**Your task**
From the data below, retype exactly the lines starting with the one that contains "right ok let me think... yeah i need the dirt" and ending with the one that contains "right ok let me think... yeah i need the foliage", both included.

**Task material**
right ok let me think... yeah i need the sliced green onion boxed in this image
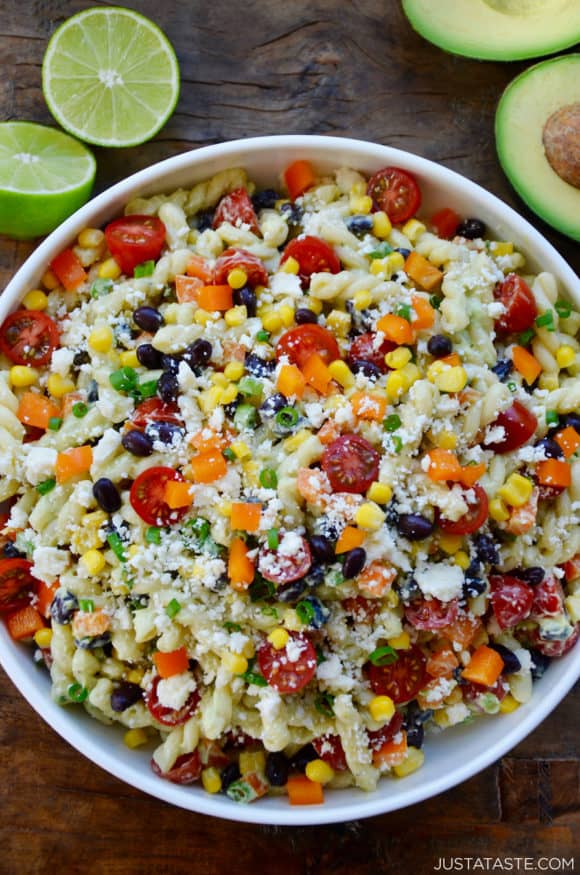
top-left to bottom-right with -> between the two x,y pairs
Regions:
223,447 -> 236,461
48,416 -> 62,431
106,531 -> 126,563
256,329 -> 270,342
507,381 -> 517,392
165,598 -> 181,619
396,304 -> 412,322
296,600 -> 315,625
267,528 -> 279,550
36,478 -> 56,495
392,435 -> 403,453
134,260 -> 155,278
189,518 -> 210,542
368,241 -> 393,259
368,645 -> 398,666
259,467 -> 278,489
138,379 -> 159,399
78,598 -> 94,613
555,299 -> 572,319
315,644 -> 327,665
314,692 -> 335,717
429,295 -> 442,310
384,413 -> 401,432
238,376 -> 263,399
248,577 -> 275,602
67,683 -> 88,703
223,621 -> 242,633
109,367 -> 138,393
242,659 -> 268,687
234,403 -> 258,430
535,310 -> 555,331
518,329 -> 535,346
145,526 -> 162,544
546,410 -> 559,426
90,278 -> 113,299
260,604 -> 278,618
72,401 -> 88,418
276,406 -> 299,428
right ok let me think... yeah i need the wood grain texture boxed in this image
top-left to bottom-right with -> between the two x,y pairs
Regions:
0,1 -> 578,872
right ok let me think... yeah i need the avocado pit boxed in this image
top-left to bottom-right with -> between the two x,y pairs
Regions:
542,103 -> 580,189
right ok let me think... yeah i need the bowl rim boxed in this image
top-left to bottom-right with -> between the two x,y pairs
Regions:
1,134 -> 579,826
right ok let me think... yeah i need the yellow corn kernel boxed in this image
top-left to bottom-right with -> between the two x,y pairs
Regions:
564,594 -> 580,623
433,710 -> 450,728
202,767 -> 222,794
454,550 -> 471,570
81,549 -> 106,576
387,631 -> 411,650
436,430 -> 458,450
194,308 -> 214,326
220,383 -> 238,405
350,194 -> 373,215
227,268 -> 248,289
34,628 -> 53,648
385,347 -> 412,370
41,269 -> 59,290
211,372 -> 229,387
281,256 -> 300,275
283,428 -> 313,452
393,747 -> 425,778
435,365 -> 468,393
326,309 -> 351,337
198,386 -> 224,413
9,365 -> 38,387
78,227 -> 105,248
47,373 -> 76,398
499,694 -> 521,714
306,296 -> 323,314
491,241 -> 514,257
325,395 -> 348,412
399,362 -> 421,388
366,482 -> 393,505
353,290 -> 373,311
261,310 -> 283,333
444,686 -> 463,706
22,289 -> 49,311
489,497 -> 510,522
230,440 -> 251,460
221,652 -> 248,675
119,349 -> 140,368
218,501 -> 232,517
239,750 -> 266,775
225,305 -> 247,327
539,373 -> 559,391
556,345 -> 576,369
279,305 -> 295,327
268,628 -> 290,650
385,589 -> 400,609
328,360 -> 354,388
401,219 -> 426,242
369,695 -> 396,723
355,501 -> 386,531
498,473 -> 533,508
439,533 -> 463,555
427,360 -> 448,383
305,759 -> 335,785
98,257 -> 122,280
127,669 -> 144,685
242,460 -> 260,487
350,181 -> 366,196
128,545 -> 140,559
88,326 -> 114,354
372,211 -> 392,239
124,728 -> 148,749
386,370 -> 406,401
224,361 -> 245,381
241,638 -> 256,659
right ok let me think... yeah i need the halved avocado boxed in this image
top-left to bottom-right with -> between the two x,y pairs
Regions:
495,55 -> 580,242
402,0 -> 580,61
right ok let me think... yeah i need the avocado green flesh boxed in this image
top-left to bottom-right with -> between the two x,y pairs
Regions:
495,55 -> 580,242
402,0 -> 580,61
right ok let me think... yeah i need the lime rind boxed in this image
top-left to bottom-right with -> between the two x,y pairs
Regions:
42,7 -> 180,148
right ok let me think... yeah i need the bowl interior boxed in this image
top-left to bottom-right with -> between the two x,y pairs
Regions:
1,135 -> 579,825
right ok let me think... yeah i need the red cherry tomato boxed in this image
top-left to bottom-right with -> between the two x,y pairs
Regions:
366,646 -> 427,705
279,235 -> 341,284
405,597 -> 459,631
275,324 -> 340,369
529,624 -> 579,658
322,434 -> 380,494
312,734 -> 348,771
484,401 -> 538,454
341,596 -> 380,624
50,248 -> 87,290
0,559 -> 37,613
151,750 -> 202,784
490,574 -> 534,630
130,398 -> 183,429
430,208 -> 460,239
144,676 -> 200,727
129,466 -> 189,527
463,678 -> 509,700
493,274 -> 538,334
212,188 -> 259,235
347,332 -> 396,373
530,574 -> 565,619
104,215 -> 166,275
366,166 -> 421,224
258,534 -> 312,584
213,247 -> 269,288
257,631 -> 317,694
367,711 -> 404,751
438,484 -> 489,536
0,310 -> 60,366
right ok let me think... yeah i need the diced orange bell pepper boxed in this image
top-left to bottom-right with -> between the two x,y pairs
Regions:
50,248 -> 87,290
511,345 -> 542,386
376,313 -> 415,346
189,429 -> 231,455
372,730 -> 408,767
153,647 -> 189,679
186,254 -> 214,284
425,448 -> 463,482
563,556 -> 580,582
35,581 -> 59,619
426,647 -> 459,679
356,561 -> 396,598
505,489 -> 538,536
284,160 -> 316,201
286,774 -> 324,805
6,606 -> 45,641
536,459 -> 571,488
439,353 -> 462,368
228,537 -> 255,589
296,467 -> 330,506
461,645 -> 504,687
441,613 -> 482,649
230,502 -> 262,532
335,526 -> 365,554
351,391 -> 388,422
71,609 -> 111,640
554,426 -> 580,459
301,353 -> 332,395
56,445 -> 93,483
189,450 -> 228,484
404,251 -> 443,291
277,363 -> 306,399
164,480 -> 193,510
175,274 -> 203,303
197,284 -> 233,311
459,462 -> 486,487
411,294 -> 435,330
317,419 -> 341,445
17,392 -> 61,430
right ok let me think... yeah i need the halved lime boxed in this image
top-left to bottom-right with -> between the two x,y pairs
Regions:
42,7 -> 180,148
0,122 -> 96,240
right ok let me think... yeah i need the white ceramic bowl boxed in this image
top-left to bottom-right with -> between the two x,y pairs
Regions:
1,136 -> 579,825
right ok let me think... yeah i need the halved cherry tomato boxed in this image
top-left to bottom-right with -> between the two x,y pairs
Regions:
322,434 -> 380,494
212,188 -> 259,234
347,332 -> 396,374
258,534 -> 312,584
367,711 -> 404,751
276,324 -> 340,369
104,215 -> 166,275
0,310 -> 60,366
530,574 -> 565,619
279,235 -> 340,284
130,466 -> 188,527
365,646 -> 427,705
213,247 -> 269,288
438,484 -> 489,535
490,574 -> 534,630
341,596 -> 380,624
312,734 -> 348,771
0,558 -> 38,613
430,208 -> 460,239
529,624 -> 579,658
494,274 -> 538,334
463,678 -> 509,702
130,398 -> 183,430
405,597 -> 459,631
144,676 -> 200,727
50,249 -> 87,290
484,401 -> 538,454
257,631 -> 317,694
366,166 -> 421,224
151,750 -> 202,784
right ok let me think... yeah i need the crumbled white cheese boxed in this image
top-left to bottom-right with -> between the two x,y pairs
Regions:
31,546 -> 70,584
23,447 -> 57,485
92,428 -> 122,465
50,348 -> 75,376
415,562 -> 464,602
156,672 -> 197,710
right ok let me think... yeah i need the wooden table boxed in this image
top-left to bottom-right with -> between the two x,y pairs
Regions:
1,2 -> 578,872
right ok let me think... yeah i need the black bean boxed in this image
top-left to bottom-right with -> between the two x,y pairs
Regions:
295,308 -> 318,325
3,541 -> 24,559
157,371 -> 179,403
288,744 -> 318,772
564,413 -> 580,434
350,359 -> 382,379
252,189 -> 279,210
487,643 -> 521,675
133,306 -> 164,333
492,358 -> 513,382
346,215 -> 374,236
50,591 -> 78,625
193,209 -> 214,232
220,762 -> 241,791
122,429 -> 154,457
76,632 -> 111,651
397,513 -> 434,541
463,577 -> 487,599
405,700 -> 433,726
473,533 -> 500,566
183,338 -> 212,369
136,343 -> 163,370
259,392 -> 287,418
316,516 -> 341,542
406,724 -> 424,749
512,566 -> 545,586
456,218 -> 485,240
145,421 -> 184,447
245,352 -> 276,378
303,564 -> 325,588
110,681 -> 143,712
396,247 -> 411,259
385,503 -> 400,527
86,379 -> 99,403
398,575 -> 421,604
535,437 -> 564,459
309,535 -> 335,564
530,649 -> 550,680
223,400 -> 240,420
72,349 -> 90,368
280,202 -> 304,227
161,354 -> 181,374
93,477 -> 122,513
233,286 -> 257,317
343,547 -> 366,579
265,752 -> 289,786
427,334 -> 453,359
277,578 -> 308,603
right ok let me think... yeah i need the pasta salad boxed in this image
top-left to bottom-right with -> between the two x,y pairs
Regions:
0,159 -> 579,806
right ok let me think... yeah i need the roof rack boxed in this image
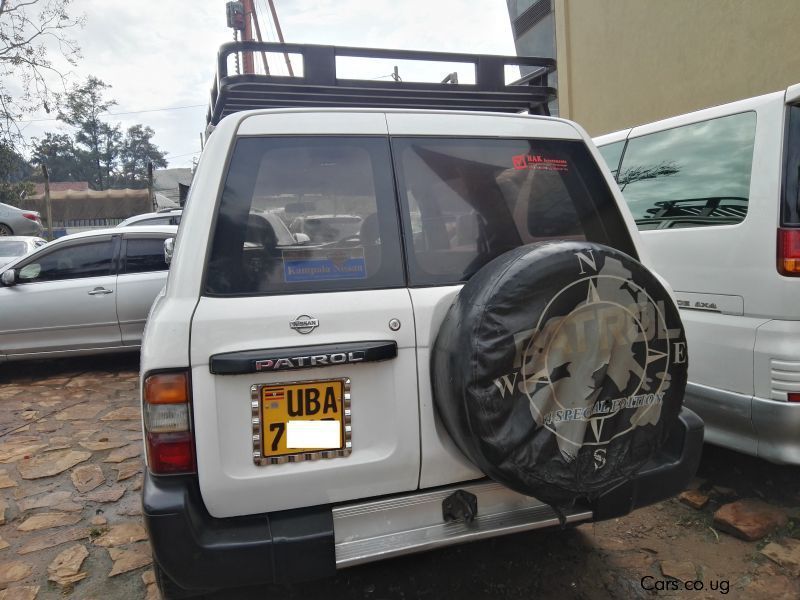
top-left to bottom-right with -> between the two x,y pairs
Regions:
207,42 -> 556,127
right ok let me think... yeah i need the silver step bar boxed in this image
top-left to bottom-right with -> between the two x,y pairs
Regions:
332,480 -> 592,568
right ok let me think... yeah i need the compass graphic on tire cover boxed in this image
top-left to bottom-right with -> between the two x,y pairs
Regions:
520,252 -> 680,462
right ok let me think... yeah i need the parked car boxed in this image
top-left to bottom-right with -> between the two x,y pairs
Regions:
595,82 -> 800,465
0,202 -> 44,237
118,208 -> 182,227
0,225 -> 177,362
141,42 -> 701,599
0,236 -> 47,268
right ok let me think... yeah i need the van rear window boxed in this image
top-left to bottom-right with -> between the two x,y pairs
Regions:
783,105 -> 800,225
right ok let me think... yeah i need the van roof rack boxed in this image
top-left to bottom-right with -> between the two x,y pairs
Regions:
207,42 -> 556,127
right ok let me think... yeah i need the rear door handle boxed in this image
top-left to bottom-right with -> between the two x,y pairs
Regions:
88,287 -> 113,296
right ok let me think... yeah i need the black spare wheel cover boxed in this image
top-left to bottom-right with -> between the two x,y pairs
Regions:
---
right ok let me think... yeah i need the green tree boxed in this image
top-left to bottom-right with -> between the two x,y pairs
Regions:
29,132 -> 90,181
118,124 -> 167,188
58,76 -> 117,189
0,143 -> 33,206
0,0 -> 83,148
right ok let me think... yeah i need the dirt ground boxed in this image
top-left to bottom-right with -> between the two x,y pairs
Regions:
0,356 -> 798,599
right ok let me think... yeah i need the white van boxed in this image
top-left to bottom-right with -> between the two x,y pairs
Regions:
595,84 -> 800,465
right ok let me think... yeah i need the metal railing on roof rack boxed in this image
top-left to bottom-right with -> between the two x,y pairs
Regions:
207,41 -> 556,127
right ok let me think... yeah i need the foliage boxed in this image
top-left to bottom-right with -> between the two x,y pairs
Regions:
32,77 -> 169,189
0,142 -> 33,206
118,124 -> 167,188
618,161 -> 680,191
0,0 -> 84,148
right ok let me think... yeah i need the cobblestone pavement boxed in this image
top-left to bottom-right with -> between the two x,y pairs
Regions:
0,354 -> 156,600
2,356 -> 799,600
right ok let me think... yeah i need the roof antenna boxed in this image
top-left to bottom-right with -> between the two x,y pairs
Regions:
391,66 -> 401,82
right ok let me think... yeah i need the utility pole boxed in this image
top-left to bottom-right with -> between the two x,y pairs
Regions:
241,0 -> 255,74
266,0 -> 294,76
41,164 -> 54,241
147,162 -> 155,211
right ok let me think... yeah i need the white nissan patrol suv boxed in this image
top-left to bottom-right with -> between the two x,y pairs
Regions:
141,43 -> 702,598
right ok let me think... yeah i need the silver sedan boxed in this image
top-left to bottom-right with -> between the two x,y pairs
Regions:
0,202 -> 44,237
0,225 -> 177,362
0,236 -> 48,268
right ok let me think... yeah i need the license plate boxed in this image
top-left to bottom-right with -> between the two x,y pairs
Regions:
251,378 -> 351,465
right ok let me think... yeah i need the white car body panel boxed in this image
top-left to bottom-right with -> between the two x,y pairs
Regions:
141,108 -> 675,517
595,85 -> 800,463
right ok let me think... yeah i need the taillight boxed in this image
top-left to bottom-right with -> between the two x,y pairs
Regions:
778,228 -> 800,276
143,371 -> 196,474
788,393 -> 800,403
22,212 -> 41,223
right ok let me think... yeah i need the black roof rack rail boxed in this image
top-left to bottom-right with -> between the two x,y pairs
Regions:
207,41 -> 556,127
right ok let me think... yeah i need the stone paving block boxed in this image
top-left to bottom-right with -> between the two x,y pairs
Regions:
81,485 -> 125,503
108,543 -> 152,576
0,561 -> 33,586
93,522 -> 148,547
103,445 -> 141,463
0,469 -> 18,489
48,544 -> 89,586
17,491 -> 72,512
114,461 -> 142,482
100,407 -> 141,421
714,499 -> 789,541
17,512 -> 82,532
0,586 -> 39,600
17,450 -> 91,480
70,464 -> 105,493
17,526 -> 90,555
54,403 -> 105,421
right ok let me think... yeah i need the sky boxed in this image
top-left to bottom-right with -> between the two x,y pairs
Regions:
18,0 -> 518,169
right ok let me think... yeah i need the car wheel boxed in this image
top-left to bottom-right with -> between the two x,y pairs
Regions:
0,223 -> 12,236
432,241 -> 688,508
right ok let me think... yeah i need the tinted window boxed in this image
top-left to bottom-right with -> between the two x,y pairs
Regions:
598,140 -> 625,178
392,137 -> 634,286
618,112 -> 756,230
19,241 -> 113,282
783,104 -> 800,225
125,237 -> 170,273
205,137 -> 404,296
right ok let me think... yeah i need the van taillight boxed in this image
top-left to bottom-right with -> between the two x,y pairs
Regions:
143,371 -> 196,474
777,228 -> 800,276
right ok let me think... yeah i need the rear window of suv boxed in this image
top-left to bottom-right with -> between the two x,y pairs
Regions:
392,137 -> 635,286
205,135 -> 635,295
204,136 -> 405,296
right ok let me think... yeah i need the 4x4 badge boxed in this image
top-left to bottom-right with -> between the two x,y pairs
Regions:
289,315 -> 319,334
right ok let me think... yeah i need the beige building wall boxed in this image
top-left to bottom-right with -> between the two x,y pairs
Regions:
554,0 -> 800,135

**Solution for this exercise**
right ok let me think... yeah i need the dirt ground boxed in this image
top-left to bottom-right with -> between the two x,y pairs
Regions:
0,356 -> 798,599
right ok let me think... yeah i need the white van boxed in this image
top-left to bottom-right with -> between the two x,y pairs
Regions:
595,84 -> 800,465
right ok let me think... yeah i need the metal railing on roof rack boxed in this image
top-left to bottom-right with -> between the two x,y pairs
Regions:
207,41 -> 556,127
right ok let me think... yeah i need the foliage boxed in this image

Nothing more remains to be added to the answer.